§ **TEXTE**:
Beaucoup de retenue et de finesse dans cette évocation tout en pudeur d’un drame vécu par des dizaines de milliers de personnes. Rien n’est éludé, de l’horreur des découvertes faites au fil des jours au traumatisme que tous les sinistrés vont porter en eux à jamais : « Dans le cœur de chacun des sinistrés, même longtemps après, le raz de marée noir et terrifiant déferlait, brisant les digues, et même si personne ne voulait en parler, cela restait une réalité. Ce souvenir demeurait ancré au fond du cœur et l’on avait beau essayer de s’en débarrasser, rien ne pouvait l’effacer ». Une peinture réaliste et digne, sans poésie ni lyrisme, dont la concision évite tout glissement inutile vers le pathos. Saisissant.


Et puis après de Kasumiko Murakami. Actes Sud, 2016. 100 pages. 13,80 euros.









mercredi 22 juin 2016

Étunwan : Celui Qui Regarde - Thierry Murat

Pittsburgh, 1867. Le photographe Joseph Wallace décide d’abandonner les rémunérateurs portraits des notables locaux pour se joindre à une mission d’exploration scientifique dans les montagnes rocheuses. Chargé de photographier les régions traversées, Wallace se passionne plutôt pour les autochtones après avoir passé plusieurs jours dans un camp sioux. Rentré auprès de sa famille, il imagine déjà une nouvelle expédition entièrement consacrée aux indiens. Expédition qu’il mènera en solitaire et dont il reviendra profondément bouleversé.

§ **OBJECTIF**:
Prolongez le texte de critiques de livres ci-dessus à partir de sa dernière phrase, en poursuivant la présentation d'Étunwan.

§ **Données de segmentation d'images**:
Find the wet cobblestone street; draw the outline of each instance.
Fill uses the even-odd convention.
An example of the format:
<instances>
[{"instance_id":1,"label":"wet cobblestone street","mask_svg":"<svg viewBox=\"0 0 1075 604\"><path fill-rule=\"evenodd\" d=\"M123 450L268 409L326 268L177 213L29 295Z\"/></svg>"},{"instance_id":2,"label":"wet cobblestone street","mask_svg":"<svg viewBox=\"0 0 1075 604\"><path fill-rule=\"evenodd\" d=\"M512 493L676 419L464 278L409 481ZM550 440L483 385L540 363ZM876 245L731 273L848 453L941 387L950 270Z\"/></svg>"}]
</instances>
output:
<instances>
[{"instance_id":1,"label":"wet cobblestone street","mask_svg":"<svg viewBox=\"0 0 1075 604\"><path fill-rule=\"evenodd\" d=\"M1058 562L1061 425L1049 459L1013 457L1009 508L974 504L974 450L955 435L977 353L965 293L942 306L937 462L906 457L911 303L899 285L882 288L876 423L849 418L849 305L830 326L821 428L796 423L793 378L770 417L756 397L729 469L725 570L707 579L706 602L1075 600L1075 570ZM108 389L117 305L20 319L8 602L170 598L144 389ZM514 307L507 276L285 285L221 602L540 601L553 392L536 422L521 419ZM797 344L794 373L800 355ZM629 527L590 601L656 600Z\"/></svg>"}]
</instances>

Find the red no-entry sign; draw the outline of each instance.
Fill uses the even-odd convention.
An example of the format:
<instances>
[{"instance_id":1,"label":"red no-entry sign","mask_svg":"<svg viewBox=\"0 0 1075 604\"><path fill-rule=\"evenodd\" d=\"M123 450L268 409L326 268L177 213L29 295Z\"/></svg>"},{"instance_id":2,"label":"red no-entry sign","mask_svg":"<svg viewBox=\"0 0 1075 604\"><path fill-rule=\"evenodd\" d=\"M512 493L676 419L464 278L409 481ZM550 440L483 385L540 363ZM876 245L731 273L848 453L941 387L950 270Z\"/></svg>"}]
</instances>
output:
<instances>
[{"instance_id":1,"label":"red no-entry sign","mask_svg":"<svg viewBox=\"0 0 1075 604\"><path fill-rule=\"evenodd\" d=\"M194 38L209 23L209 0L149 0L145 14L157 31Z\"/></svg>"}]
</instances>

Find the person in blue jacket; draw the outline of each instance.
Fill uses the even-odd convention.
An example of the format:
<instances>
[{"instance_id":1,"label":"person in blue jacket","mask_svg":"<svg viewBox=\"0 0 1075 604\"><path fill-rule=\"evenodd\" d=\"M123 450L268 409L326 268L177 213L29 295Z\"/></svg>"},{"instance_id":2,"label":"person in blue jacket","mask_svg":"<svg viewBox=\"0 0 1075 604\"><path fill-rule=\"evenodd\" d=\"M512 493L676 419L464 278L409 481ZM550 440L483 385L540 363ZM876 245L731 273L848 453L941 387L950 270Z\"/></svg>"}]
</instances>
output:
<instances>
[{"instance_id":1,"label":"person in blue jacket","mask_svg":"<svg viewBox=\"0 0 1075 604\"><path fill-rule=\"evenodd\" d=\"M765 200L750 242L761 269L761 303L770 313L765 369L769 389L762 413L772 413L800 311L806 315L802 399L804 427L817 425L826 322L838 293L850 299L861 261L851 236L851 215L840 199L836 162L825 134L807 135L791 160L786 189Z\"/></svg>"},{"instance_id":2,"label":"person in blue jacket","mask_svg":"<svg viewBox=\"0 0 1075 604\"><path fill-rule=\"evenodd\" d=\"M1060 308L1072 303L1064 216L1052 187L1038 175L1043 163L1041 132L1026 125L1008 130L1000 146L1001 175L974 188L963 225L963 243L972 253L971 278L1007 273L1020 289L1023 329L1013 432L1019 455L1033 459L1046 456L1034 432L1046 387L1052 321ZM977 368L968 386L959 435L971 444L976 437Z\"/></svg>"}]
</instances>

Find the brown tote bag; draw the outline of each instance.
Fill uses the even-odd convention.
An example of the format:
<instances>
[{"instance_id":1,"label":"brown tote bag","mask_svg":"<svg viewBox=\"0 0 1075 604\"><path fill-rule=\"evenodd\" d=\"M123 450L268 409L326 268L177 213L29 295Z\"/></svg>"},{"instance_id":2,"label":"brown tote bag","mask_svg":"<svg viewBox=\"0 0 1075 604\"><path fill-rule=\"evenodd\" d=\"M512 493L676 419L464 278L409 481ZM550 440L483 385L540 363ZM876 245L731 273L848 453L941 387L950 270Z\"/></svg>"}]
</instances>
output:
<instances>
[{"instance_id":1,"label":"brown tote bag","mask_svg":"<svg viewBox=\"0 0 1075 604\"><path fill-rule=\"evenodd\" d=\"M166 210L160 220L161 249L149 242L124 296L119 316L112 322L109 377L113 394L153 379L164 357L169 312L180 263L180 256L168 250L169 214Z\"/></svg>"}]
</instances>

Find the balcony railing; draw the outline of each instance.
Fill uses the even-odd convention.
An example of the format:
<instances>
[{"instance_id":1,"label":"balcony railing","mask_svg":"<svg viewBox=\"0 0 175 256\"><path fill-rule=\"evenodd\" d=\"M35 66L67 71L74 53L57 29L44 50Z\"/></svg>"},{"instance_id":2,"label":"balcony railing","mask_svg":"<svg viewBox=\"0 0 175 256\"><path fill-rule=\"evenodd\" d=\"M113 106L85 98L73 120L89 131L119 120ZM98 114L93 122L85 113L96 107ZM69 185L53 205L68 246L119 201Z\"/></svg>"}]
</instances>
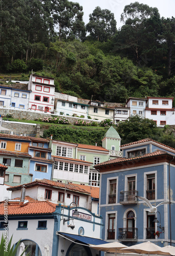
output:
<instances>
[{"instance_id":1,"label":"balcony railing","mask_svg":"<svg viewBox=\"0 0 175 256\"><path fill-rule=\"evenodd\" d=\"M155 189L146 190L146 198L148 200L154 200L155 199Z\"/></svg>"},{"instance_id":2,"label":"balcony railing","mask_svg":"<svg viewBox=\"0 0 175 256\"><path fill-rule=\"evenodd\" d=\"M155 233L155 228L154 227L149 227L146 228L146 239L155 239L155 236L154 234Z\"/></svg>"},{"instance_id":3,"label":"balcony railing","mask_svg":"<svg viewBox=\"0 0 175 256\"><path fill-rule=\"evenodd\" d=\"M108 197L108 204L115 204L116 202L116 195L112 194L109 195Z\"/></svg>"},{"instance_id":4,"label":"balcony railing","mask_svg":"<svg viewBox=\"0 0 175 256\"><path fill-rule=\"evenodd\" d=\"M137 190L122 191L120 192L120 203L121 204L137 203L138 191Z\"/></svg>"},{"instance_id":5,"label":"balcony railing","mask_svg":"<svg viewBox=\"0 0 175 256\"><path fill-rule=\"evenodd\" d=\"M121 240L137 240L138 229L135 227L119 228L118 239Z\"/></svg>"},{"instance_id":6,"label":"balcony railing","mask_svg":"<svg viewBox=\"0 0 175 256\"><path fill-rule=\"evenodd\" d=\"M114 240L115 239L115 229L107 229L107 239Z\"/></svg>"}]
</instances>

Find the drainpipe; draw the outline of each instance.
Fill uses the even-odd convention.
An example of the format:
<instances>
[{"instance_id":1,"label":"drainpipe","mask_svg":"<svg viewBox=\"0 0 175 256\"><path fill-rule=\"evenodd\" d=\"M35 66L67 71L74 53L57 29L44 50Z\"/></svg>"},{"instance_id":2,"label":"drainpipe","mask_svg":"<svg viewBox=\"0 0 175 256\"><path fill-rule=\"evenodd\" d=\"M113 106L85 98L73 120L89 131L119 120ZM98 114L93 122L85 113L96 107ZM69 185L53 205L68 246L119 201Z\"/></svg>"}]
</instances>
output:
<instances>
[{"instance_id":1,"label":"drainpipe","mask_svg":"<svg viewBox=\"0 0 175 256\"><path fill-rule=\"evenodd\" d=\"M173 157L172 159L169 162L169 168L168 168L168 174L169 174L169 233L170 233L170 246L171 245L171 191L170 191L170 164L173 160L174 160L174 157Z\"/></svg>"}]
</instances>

§ **RÉSULTAT DE L'EXERCICE**:
Un récit qui vous happe. Par sa beauté, sa lenteur, sa puissance. Par son propos aussi, sa réflexion sur l’image, qui fait le lien entre dessin et photographie, notamment à travers la relation au sujet, les questions de cadrages, la posture : « Qu’est-ce qu’une image, sinon un fac-similé de la réalité ? Cela ne sert à rien de vouloir à tout prix représenter les choses telles qu’elles sont. Il faut les mettre en scène, les sublimer ». Le questionnement sur l’image et son pouvoir se double d’une interrogation existentielle pour Wallace. Face à la quiétude et l’harmonie trouvées auprès des indiens, ses certitudes vacillent et lui font connaître « un détachement lent, progressif, physique et cérébral » qui va peu à peu l’éloigner de son milieu d’origine.

« Les indiens savent depuis longtemps que leur monde est en équilibre au bord du vide. Et que ce vide ne sera bientôt plus que la trace effacée de ce qu’ils ont été ». Un monde bientôt perdu dans lequel le photographe va peu à peu se dissoudre. Le dessin est, comme toujours avec Thierry Murat, totalement envoûtant. Couleurs crépusculaires, lumière blafarde, hommes, bisons et végétation réduits à l’état d’ombres… des choix graphiques annonciateurs de la disparition à venir. Disparition d’un peuple, de sa culture, de ses traditions. Ou comment décrire tout en sobriété une inéluctable agonie.

Magnifique album, un de plus dans la bibliographie de Thierry Murat. Beaucoup plus personnel que ses adaptations de romans mais tout aussi réussi.

Étunwan : Celui Qui Regarde de Thierry Murat. Futuropolis, 2016. 160 pages. 23,00 euros.



Une lecture commune que j'ai le plaisir de partager avec mes chères complice Mo et Noukette.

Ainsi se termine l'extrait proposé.